→ **What to produce**
Output, exactly as written, the lines below starting at the line containing "Get bounding boxes for hockey helmet." and ending at the line containing "Get bounding boxes for black hockey helmet.". Drop the pictures and keep both end lines.

Source records
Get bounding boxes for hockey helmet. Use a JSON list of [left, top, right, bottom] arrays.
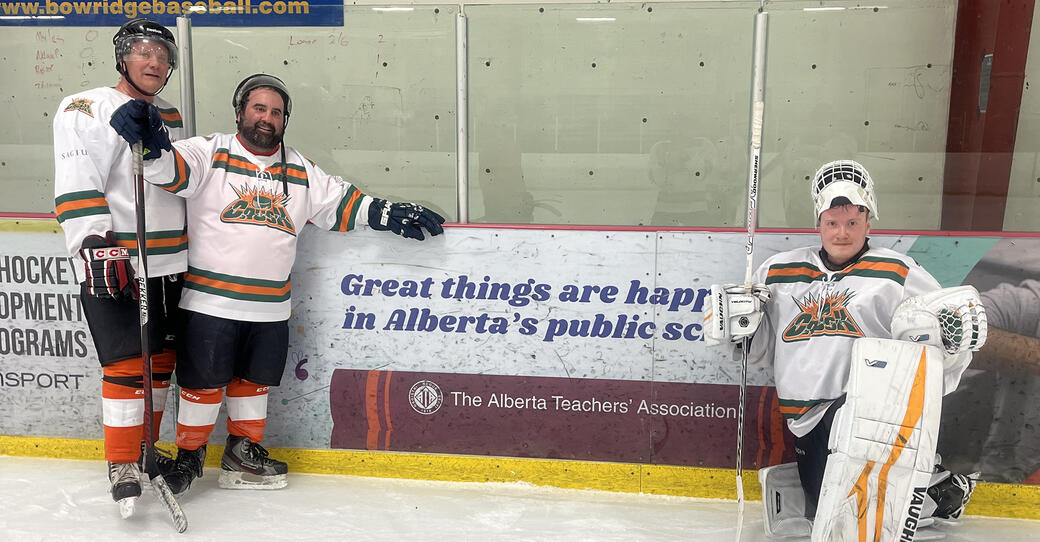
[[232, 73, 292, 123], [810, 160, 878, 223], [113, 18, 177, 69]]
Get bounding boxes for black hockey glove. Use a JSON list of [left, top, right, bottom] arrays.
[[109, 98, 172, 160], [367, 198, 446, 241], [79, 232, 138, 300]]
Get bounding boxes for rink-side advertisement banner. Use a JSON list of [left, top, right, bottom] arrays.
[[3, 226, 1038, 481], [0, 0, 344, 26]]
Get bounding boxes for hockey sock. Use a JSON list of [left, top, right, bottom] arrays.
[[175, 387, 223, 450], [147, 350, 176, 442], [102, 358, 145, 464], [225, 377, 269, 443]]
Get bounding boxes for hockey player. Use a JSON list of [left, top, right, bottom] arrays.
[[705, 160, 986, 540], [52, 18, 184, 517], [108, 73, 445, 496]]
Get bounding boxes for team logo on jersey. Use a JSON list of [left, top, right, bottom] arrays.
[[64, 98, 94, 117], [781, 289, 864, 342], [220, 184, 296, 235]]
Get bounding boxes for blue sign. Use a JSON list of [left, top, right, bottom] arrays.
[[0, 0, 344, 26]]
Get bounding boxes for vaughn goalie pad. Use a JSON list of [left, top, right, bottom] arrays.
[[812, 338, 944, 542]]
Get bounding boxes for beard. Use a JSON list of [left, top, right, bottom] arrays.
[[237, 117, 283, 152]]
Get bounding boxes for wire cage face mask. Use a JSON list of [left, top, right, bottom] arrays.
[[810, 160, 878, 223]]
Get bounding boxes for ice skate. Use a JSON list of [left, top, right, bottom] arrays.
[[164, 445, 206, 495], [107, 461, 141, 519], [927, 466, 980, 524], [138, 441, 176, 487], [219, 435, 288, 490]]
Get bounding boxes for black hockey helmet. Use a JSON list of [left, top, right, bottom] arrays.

* * *

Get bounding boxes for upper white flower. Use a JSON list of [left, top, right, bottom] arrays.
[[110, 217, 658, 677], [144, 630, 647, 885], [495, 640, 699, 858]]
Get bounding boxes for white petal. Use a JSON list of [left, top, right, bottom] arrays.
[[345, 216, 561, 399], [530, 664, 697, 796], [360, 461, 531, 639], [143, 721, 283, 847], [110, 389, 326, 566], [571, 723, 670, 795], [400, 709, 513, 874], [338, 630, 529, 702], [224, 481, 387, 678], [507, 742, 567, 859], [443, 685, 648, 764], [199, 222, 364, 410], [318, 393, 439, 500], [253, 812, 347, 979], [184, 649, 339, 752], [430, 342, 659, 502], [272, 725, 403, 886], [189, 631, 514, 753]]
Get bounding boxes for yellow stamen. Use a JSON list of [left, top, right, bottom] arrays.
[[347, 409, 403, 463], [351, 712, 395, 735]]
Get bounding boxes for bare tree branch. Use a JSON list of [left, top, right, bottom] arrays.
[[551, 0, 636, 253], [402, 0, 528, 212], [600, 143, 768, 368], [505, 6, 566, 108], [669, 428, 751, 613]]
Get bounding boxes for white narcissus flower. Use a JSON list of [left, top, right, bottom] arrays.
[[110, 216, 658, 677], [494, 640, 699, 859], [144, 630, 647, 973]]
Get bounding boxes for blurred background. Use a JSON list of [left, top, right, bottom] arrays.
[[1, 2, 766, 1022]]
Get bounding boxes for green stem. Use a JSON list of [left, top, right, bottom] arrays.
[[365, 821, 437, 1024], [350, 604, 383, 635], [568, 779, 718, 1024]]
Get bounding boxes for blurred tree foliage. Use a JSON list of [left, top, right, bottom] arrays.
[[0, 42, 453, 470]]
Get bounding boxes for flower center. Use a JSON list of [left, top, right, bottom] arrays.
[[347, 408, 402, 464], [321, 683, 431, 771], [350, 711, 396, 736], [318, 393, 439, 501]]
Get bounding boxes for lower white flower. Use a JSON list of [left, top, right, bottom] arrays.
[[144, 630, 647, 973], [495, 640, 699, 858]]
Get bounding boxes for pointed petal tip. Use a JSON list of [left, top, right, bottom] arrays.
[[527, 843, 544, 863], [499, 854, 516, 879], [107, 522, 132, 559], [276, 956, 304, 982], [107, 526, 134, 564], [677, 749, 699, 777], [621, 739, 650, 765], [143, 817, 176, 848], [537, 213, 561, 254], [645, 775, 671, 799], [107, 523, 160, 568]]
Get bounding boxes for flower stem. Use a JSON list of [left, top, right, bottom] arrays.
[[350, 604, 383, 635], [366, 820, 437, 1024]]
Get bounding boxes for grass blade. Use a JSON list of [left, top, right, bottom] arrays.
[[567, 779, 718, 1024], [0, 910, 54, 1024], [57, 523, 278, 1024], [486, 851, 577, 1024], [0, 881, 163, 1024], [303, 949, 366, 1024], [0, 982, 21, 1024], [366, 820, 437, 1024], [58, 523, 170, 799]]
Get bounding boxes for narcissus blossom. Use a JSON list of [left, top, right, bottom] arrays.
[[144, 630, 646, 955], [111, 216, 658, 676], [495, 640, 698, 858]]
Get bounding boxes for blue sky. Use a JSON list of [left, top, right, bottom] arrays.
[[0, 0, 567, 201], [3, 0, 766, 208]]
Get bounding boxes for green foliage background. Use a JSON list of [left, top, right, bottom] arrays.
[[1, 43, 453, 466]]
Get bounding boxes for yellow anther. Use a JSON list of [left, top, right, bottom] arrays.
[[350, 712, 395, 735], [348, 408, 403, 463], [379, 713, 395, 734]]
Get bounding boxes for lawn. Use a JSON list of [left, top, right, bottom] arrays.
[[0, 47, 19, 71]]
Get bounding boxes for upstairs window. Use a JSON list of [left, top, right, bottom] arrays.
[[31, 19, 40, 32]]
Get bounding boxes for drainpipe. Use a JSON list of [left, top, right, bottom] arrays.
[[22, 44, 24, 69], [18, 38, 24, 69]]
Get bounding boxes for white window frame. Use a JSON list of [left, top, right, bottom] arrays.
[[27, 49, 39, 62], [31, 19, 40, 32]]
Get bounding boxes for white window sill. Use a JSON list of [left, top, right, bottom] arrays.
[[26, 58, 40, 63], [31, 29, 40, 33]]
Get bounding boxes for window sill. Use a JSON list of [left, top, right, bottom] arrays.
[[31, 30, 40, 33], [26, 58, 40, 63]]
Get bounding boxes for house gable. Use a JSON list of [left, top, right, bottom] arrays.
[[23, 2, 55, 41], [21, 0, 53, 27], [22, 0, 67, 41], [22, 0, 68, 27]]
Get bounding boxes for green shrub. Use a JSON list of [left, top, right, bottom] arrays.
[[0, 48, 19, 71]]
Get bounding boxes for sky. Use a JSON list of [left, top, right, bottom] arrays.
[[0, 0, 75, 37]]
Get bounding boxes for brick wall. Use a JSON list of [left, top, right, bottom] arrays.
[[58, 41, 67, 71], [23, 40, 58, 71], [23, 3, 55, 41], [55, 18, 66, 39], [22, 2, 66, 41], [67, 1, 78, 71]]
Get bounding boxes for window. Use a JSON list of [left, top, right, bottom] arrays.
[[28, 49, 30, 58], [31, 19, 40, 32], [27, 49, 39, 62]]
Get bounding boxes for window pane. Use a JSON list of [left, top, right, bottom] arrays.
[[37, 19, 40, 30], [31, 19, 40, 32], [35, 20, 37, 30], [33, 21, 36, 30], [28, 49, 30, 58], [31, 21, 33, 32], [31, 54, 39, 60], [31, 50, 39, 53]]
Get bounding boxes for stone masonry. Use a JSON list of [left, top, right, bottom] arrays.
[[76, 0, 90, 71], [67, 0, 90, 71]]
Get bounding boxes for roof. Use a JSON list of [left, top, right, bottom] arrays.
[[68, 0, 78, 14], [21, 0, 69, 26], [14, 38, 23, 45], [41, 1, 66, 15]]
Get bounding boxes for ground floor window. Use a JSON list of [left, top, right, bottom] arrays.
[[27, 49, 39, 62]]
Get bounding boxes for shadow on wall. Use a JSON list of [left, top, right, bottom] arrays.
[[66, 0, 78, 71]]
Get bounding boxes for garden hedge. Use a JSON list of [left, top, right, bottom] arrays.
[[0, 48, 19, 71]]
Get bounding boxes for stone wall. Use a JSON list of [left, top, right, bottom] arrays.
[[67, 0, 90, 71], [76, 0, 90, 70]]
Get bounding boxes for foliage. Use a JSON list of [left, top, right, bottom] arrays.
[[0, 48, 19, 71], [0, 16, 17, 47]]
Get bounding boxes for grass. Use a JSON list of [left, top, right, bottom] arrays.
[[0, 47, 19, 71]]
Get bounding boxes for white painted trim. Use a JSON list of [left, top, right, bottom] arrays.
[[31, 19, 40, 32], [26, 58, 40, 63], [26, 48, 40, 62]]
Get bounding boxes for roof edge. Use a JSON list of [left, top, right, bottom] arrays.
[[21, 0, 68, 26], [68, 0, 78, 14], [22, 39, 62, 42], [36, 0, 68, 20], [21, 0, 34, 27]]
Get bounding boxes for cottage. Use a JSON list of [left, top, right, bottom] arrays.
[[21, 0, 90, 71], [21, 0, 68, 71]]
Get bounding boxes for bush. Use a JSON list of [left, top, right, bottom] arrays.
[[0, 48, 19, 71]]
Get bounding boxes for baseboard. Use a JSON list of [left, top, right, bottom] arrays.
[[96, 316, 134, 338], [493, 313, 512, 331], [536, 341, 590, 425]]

* * *

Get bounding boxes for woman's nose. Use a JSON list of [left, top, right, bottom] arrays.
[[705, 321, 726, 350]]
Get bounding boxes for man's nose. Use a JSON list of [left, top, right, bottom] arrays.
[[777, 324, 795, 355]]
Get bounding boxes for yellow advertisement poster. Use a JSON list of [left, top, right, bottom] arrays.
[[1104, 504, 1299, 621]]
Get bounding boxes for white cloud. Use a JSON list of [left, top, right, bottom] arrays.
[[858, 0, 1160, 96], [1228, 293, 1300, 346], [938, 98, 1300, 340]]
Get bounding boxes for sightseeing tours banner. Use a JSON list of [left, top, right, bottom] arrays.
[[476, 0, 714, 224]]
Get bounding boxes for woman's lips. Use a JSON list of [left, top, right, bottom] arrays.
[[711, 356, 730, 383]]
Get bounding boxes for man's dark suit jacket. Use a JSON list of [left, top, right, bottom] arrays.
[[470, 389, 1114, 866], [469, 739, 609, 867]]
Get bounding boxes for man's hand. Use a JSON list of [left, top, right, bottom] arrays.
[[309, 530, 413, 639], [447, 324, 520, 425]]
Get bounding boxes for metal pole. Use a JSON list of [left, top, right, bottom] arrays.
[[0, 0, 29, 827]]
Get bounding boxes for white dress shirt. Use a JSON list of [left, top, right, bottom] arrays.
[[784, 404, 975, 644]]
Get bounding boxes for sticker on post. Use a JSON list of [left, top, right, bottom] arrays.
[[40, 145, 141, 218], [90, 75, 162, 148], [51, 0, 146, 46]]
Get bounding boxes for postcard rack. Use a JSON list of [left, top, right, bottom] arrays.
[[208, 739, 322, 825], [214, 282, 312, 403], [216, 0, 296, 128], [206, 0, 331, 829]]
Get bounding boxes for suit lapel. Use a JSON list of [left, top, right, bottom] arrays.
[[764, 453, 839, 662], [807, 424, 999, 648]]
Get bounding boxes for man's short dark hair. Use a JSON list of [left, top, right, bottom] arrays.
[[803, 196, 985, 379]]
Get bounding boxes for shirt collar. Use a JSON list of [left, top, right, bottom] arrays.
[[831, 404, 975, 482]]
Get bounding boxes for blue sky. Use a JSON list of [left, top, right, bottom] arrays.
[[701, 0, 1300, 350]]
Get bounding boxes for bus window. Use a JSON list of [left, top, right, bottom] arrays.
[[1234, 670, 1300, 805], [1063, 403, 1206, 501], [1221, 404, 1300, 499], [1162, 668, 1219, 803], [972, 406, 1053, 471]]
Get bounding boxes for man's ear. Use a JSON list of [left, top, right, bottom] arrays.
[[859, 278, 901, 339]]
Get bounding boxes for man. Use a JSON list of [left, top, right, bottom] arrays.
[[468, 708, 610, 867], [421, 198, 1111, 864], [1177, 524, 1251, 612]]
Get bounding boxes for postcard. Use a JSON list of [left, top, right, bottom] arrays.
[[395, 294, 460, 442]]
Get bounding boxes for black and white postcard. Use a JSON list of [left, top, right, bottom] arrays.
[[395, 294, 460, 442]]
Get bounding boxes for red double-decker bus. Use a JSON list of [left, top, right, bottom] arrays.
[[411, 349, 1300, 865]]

→ **Result below**
Get bounding boxes for hockey helmet. Use a JSON list of [left, top, right, bottom] arrays.
[[232, 73, 292, 123], [810, 160, 878, 223], [113, 18, 177, 69]]
Get bounding boxes for black hockey glove. Use a JSON list of [left, top, right, bottom] arrays.
[[109, 98, 172, 160], [367, 198, 446, 241], [79, 232, 138, 300]]
Get bounding boxes for rink-side advertisement banner. Use a JSON list of [left, top, right, bottom] arrays.
[[3, 226, 1038, 481], [0, 0, 344, 26]]
Get bounding boxes for hockey sock. Use a JSON list of [left, top, right, bottom] arrays.
[[175, 387, 223, 450], [147, 350, 176, 442], [102, 358, 145, 464], [225, 377, 269, 443]]
Get bounding boxes for hockey player. Use a JSON list of [left, top, right, bottom] arrays.
[[705, 160, 986, 540], [52, 18, 184, 517], [108, 73, 445, 496]]
Get bounding boxes for team logo on jersey. Use a JSON list of [left, top, right, bottom] arrays.
[[64, 98, 94, 117], [781, 289, 864, 342], [220, 184, 296, 235]]
Get bounding boxes for blue sign. Use a JSON list of [left, top, right, bottom] arrays.
[[0, 0, 344, 26]]
Get bounding boxes for vaughn goalie pad. Use a JSON list of [left, top, right, bottom] arrays.
[[812, 338, 944, 542]]
Get bounding boxes for beard. Use a JSON list of [left, top, right, bottom] arrays.
[[237, 117, 283, 152]]
Get bounding boxes for wire cage face mask. Use a JSON list of [left, top, right, bottom] arrays.
[[810, 160, 878, 223]]
Get bounding boxes for ice skate. Use a JSON list of [left, top, right, bottom] arrays.
[[164, 445, 206, 495], [107, 461, 141, 519], [927, 466, 980, 524], [138, 441, 176, 487], [219, 435, 288, 490]]
Get bounding boxes for black hockey helmet. Use a JSON list of [left, top, right, bottom] arrays.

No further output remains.